### TEXT
WEEKLY BUSINESS ROUNDUP
Global Business Week: World’s Holiday Spending by Region
The state of Financial markets & Economies, Weekly Charts, Business Trends & Statistics
Despite headwinds from COVID-19, all three of the major U.S. equity market indices finished the month higher and returned double-digit percentages for the year. The S&P 500 was up 27% for the year. The Dow was over 18% higher for the year, and the Nasdaq was up 21%. The S&P 500 Index set 70 all-time highs during the year, which is the most in a single year since the 77 that was carved out in 1954. In the bond market, the 10-year Treasury yield ended a shortened session flat at 1.51%, just below the 50-day moving average of 1.52%.
However, the U.S stocks closed out the last trading day of 2021 lower, as concerns about the omicron variant of COVID-19 dogged markets. Gains weren’t widely shared in the S&P 500 as just five of the biggest stocks — Microsoft, NVIDIA, Apple, Alphabet, and Tesla accounted for more than half of the index’s gain since April. Heading into the new year, some investors could be looking forward to the “January Effect.” Since 1928, January has historically been a strong month for stocks.
As many of the major central banks, led by the Federal Reserve have pivoted towards tapering off the stimulus provided in the wake of the pandemic, the U.S dollar has gained from the hawkish stance. The benchmark dollar index (DXY) closed the year @ 95.67 — just below the high of 96.90 reached about two weeks ago. This shift in monetary policy tempo in the second half of 2022 has been necessitated by persistent inflation. As a carry currency, the Dollar has a lot of ground to lose after the Dollar’s charge through the second half of this past year. However, if we slide into a broad-based risk aversion period, the Greenback may revert to its more rudimentary role of s safe haven.

### PROBLEM REQUIREMENTS
Please copy the business roundup above word for word, everything from "As many of the" down to "s safe haven.".

### GIVEN RECORDS

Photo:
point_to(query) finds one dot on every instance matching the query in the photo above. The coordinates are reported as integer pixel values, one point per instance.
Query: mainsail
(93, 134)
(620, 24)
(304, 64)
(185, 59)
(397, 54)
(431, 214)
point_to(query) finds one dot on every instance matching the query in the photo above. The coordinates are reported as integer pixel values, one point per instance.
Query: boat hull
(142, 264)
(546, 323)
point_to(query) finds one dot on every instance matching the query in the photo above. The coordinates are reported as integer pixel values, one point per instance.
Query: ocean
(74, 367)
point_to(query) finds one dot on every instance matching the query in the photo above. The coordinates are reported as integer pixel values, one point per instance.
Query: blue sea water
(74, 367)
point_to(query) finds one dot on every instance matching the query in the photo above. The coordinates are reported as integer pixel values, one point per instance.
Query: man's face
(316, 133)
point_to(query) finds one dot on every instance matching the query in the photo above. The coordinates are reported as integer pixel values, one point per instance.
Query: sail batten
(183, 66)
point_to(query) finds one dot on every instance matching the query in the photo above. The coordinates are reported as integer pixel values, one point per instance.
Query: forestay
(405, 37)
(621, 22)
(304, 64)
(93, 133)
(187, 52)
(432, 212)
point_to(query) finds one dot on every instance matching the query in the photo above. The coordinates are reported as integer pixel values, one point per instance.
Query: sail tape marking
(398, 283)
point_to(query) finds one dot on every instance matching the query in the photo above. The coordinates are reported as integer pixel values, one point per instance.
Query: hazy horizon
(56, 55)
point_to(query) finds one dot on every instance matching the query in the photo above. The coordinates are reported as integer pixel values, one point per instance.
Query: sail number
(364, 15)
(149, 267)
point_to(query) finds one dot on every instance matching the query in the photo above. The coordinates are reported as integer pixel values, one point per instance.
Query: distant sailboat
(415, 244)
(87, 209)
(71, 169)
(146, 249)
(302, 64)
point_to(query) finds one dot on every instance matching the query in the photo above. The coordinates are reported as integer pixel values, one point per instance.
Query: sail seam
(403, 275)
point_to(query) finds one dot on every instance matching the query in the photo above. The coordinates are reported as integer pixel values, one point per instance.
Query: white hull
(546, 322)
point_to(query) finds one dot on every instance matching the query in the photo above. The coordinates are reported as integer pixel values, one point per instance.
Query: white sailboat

### SOLUTION
As many of the major central banks, led by the Federal Reserve have pivoted towards tapering off the stimulus provided in the wake of the pandemic, the U.S dollar has gained from the hawkish stance. The benchmark dollar index (DXY) closed the year @ 95.67 — just below the high of 96.90 reached about two weeks ago. This shift in monetary policy tempo in the second half of 2022 has been necessitated by persistent inflation. As a carry currency, the Dollar has a lot of ground to lose after the Dollar’s charge through the second half of this past year. However, if we slide into a broad-based risk aversion period, the Greenback may revert to its more rudimentary role of s safe haven.